Point-per-instance localization data:
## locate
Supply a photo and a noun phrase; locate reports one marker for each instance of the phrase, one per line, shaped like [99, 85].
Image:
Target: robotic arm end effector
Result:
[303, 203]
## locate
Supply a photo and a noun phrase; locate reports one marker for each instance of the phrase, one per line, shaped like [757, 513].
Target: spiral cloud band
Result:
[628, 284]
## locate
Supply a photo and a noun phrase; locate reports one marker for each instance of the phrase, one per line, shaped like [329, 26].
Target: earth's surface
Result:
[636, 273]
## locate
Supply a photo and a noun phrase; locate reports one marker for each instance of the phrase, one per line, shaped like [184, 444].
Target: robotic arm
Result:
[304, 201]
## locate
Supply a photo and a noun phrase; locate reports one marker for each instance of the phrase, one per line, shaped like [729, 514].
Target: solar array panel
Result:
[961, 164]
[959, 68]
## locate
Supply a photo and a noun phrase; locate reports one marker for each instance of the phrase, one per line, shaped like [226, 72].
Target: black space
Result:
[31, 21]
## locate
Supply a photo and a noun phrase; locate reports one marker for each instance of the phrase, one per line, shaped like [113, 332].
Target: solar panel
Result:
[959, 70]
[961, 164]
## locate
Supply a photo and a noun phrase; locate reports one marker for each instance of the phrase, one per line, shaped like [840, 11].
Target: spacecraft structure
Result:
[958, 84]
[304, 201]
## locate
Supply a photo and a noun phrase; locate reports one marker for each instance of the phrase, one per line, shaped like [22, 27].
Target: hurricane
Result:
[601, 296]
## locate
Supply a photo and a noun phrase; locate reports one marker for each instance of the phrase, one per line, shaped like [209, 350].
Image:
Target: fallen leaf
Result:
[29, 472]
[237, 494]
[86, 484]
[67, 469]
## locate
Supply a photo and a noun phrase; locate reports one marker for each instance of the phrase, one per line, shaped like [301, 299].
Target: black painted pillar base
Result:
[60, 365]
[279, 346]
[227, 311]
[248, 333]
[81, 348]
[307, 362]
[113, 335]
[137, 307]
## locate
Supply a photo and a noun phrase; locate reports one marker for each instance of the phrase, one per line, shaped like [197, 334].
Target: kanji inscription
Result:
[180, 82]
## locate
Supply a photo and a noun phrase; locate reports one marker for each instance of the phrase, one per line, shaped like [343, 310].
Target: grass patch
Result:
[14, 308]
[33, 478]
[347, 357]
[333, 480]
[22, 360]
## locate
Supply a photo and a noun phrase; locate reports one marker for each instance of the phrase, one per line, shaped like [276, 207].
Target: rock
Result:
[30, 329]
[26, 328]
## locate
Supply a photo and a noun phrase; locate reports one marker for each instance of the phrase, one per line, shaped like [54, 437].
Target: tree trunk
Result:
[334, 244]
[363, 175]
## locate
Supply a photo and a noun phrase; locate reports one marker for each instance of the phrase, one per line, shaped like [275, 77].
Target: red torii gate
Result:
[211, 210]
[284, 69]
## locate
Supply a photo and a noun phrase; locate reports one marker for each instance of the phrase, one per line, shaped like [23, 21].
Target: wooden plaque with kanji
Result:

INSTRUCTIONS FOR THE TASK >> Copy out each entry precisely. Leave nothing out.

RESULT BELOW >>
## locate
Supply a photo and a noun phrase; locate reports one marker for each instance of the phrase, one per line, shaped like [99, 85].
Image:
Target: robotic arm end effector
Result:
[303, 203]
## locate
Supply a photo and a noun phrase; locate reports one marker for each instance of the phrase, one per line, shaped like [757, 513].
Target: spiral cloud band
Result:
[628, 284]
## locate
Supply a photo and a noun phrase; locate reports one marker for each instance of the phrase, one per line, shaped like [329, 26].
Target: earth's surface
Result:
[636, 273]
## locate
Supply a photo and a noun phrase; locate reports one marker for each instance of the phrase, one per line, shaped like [184, 444].
Target: robotic arm
Result:
[304, 201]
## locate
Supply a photo and a noun phrase; locate reports one marker for each instance of the phrase, one per line, shaped like [729, 514].
Target: solar array panel
Result:
[961, 164]
[959, 68]
## locate
Supply a photo and a noun phrase; locate reports one marker for each instance of the phrase, one per line, shaped like [226, 72].
Target: black space
Result:
[31, 21]
## locate
Supply a photo and a noun phrase; locate reports one marker for each instance of the phrase, one per line, shaped like [113, 332].
Target: solar panel
Result:
[959, 70]
[961, 164]
## locate
Supply a photo and a noun phrase; locate reports one marker for each instance of the phrase, one per line, shaped like [840, 11].
Target: spacecraft structure
Result:
[958, 84]
[304, 201]
## locate
Supply a photo and a noun phrase; locate reports one marker for each instance of the phrase, one per line, shaped like [22, 27].
Target: hurricane
Result:
[601, 296]
## locate
Supply a photo and a noun phrase; locate reports one marker for each instance of the phrase, one per line, shaped like [209, 350].
Image:
Target: fallen leaf
Result:
[29, 472]
[237, 494]
[86, 484]
[67, 469]
## locate
Supply a photo and a noun phrase; locate reports one marker for each instance of the phrase, one per line, shaped like [301, 299].
Target: black painted pillar base
Result:
[60, 365]
[279, 346]
[227, 311]
[248, 333]
[81, 348]
[307, 362]
[113, 335]
[137, 307]
## locate
Supply a photo and a noun phrase; locate reports one marker for each instance of the phrase, one per line, shaped like [197, 334].
Target: kanji inscription
Result:
[180, 82]
## locate
Supply a photo and a noun phrase; locate reports one marker for each instance of the phrase, one per line, shaped like [343, 310].
Target: grass patch
Result:
[14, 308]
[33, 478]
[347, 357]
[333, 480]
[22, 360]
## locate
Supply a photo and a noun phrase; locate reports one marker for each instance of the phrase, one per line, shaped like [276, 207].
Target: rock
Result:
[30, 329]
[26, 328]
## locate
Supply a photo and a noun phrase; locate reports one marker for each instance of the phrase, one per line, shaped like [54, 437].
Target: tree trunk
Result:
[334, 244]
[363, 175]
## locate
Supply a photo and a noun phrase; locate reports one marker for each instance of the phrase, one per line, shaped like [275, 77].
Target: red torii gate
Result:
[211, 210]
[284, 69]
## locate
Supply a photo and a noun phrase; locate reports one marker for each instance of the phrase, one per line, shaped like [23, 21].
Target: wooden plaque with kanji
Result:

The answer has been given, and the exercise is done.